◆ What you will do
1. Answer these from the article on Dayton's e-coli detector below, one line per question:
(a) What device did Dayton take apart and rebuild?
(b) What precision did the fluorimeter show on the second test?
(c) In which category was Dayton placed at Science Horizons?
2. Which science competitions and fairs does the article on Dayton's e-coli detector name? List every one.
3. Carry on the article on Dayton's e-coli detector from its final sentence.

◆ Passage to read
Dayton’s detection system relies on exposing a sample to ultra violet light. “If there’s no green light, there’s no e-coli,” he said.

‘Something I Built

In My Basement’

But exposing e-coli to ultraviolet light is not as simple as holding a test tube under a ultraviolet bulb. Dayton said he took a device called a colorimeter, which measures the absorbance of particular wavelengths of light by a specific solution, and rebuilt it. A colorimeter exposes a solution to a simple incandescent light. “It uses a light through a sample,” he said, “and measures the transmittance of light through the sample.”

 Dayton said, “I chose to work with the colorimeter because it was one of the most inexpensive devices we had at school. It was inexpensive, and portable, so we rewired it to serve our purpose. I took the colorimeter completely apart,” he said, “rewired it and changed the light, putting in an ultraviolet light.” When all was said and done, he had taken a colorimeter and rebuilt it into a specialized fluorimeter. “This way I’m giving the water sample light, and, because of the T4 bacteriophage, it gives off its own light. That’s the difference between a colorimeter and a fluorimeter,” Dayton said.

Dayton’s method of measuring contaminated water is also extremely accurate. “By comparing the contaminated water to the unaffected sample, you can quantify the amount of e-coli in a given sample. It does take over 24 hours to quantify, but we got it down to being able to count 37 e-coli cells per milliliter.”

By plotting out his data points, Dayton was able to calculate how accurate his measurements were. His first test showed that the fluorimeter measured e-coli contamination with a 99.66 percent precision. “Mr LaBanca didn’t believe that,” he said, “and he made me run it again. But a got an even more accurate number, 99.94 percent, the second time.

“It’s pretty amazing that something I built in my basement had a precision to 5/1000th percent from perfect,” Dayton said.

 

An Impressive Record

In addition to his semifinalist title with the Intel Science Talent Search, Dayton has also won awards with different local, statewide, and national science fairs.

“The goal was to apply to Science Horizons,” he said of his e-coli detection project. Science Horizons is a regional science fair; winners are entitled to present their projects at the Connecticut State Science Fair. Both fairs award separate prizes for “life” and “physical” science projects. At Science Horizons, Dayton was placed in the physical, i.e., nonorganic category, because his project primarily concerned itself with the development of a fluorimeter. Dayton won second place among high school seniors at in physical science at the Science Horizons Fair.

◆ Dataset content
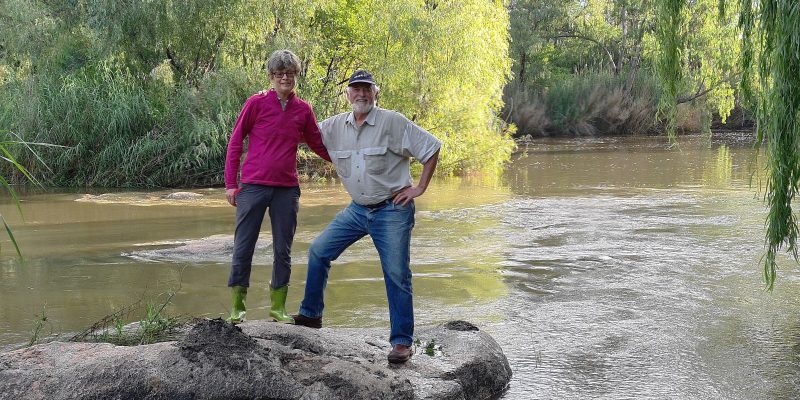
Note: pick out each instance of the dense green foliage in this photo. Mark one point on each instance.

◆ Your responses
1.
(a) A colorimeter.
(b) 99.94 percent.
(c) The physical (nonorganic) category.

2.
- Intel Science Talent Search
- Science Horizons
- Connecticut State Science Fair

3.
At the Connecticut Science Fair, Dayton won a number of awards. He was awarded first honors, and placed won second place among high school seniors in physical science. “At the {Connecticut] Science Fair,” he said, “You’re supposed to get seven or eight judges, but I had about 15 judges. They were just walking by, and were interested in my project.”

He also won five “special awards,” funded by local corporate sponsors. His special awards included: first place in an Applied Technology contest sponsored by Barnes Aerospace; excellence in microbiology from the Long Island Sound Foundation, Inc; second place from the Instrumentation, Systems and Automation Society; an award in excellence in analytical technique from Stanley Lessoff; and an award from the Institute of Food Technologists. Altogether, he won more than $2,000 in prize money.

The Connecticut Science Fair provides its top four winners with an all-expense paid trip to the Intel International Science and Engineering Fair (ISEF).

Although ISEF, like the Intel Science Talent Search competition, is sponsored by the Intel Corporation, it is a different contest altogether. ICEF is the world’s largest international precollege science competition. Last year, more than 1,500 students, in grades nine through twelve, came from 40 countries to attend the fair in Albuquerque, N.M. Dayton said, “Everybody at Intel ICEF, they’re all considered finalists with the program; they’ve already won something.”